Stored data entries

☆ ☆ ☆ ☆ ☆

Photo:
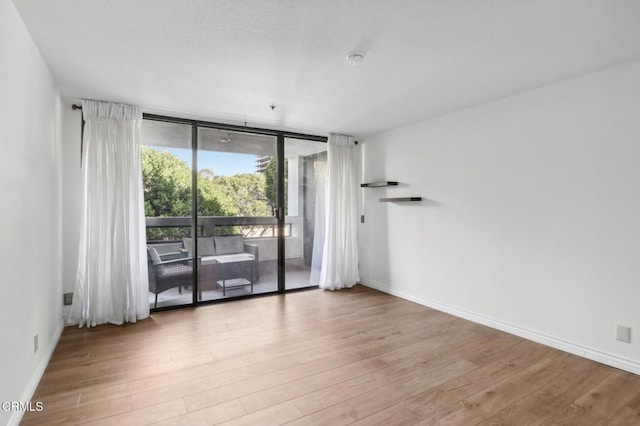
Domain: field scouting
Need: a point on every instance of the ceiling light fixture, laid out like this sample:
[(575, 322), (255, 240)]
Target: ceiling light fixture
[(225, 139), (355, 58)]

☆ ☆ ☆ ☆ ☆

Print precisely the lines from the one with "Domain: field scouting" through the end of the data above, adding nothing.

Domain: field scouting
Need: a point on every instance of the ceiling light fixture, laid out like this sample:
[(575, 322), (255, 240)]
Target: ceiling light fixture
[(225, 139), (355, 58)]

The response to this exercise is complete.